═══ Brano di testo ═══

La marcia di avvicinamento a Laguzzolo

 

Fatte queste premesse torniamo alla nostra escursione. All'Alpe Laguzzolo (1.774 m) si può salire direttamente da Olmo. Ma è una dura salita. Quindi abbiamo seguito un itinerario più lungo ma anche più interessante percorrendo parte 'in piano' della valle, lunga circa 2 km, con i suoi nuclei abitati e visitando anche l'Alpe Lendine. La nostra comitiva (composta  dal sottoscritto, da Gianpiero e Laura Mazzoni di Albaredo e da Anna Gori di Domaso) si è quindi portata in auto sino alla centrale Enel di S. Bernardo e da qui si è incamminata lungo la bella mulattiera di fondovalle transitando per la chiesa di S. Antonio e arrivando a Caurga (il toponimo, diffuso in Vachiavenna, Alto Lario ed Engadina che indica profonde spaccature della montagna). Qui inizia la ripida salita al Lago del Truzzo (grande bacino semi-artificiale). Noi, invece, abbiamo piegato verso S-O.

 

 

 A Caurga vi sono nuclei di baite, quasi tutte in buono stato ed anche apparentemente molto frequentate (però è domenica ...). A fianco di baite dall'aspetto più alpestre, con utilizzo strutturale del legno, vi sono abitazioni a più livelli tipologicamente simili a molte casette dei sottostanti paesini (nota: nella media e alta valle San Giacomo sono famosi i cardèn, abitazioni e rustici quasi esclusivamente in legno a blockbau ovvero con tronchi squadrati, sovrapposti e incastrati tra loro). Così come a Olmo e San Bernardo le chiusure di legno delle finestre sono dipinte con colori vivaci (dal blu al verde). Queste abitazioni meno 'rustiche' erano un tempo utilizzate per buona parte dell'anno.

 

 

 

Lungo la mulattiera non si può fare a meno di osservare le croci commemorative di persone vittime di incidenti (valanghe, frane, alluvioni). Un tempo non erano poche. Ne riportiamo una (foto sopra). Buona parte delle baite sono ben tenute e solo in pochissimi casi si notano i 'cedimenti' così diffusi in tutta la nostra montagna alla tendenza a 'camuffare' la baita da 'villetta'. Dai cenni introduttivi dovrebbe essere chiaro che qui c'è una cultura ruralpina 'forte', orgogliosa di sè stessa. Una trasformazione poco 'consona' al contesto è oggetto di stigmatizzazione. Passando davanti ad uno dei pochissimi tentativi di 'villettizzazione' non posso fare a meno di osservare con Anna la presenza stonata di una mansardatura. Anna, che si era fermata a comprare il burro presso l' unica cascina che funziona come azienda agricola, mi dice che l'allevatore, per indicare la strada da seguire, aveva fatto riferimento (lasciando trasparire il proprio disprezzo) proprio alla 'mansarda'.

═══

* _Cose da fare_:
(a) Riscrivi tutte le righe dell'elenco qui sotto, richieste comprese, e sposta di -41 ogni coordinata nelle risposte.
(b) Riprendi il brano sull'escursione all'Alpe Laguzzolo e proseguilo dopo l'ultima frase.

═══ Dati da usare ═══

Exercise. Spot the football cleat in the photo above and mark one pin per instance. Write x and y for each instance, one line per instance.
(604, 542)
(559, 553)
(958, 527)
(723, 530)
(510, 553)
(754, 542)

═══

* _Risposte ai compiti_:
(a)
Exercise. Spot the football cleat in the photo above and mark one pin per instance. Write x and y for each instance, one line per instance.
(563, 501)
(518, 512)
(917, 486)
(682, 489)
(469, 512)
(713, 501)

(b)
 

 

 

Davanti alla cascina 'agricola' razzolano libere le galline (presenti a onor del vero - sia pure in pollai 'blindati' - anche presso altre baite). Disposti ad asciugare, infilati a testa in già su una steccionata, vi sono un buon numero di bidoni del latte emblema inequivocabile dell''attività di mungitura ivi praticata (purtroppo le foto non sono venute bene). Un particolare interessante è l'ostentazione dei simboli del lavoro di allevamento e della lavorazione del latte da parte dei questi allevatori. Appesi alla parete di un ricovero per attrezzi che sorge a fianco della mulattiera (la cascina è un po' discosta dall'itinerario principale) sono esibiti una grossa ciòca da mucca con tanto di collare in cuoio ornato di pelo di tasso, una fascera in legno e un vecchio brentèl del latte in alluminio (pieno di ammaccature). Sarà per attirare potenziali acquirenti dei prodotti caseari, ma sarà - penso io - anche per marcare l'orgoglio di una condizione professionale che differenzia i pochi 'agricoli' dalla maggior parte dei 'villeggianti', figli e nipoti di alpigiani ma ormai da tempo dediti ad altre attività. Segni incoraggianti questi di un 'orgoglio ruralpino' che rialza la testa.

 

 

 

Ai 'vacanzieri' va dato atto di curare molto bene le loro baite (una circostanza che si spiega anche con il fatto che non sono pochi  i proprietari delle baite che sono essi stessi artigiani dell'edilizia o  che possono ricorrere a parenti che lavorano nel settore). Quando venivo qui parecchi anni fa non si vedevano fiori alle finestre (ma i prati erano più estesi e c'erano molti animali). Non molti anni fa avevo scattato una foto con due muli davanti una baita all'ombra di una pianta. Era già uno spettacolo raro. Mi ha consolato trovare ancora un mulo (vi risparmio la foto che c'è ma non dice granché), oltre alle già citate galline e alle vacche (che non si vedevano ma si 'sentivano' grazie al suono dei campanacci). Il tutto comunque molto pulito e ordinato con la legna spaccata alla perfezione e disposta in modo ordinatissimo davanti alle case.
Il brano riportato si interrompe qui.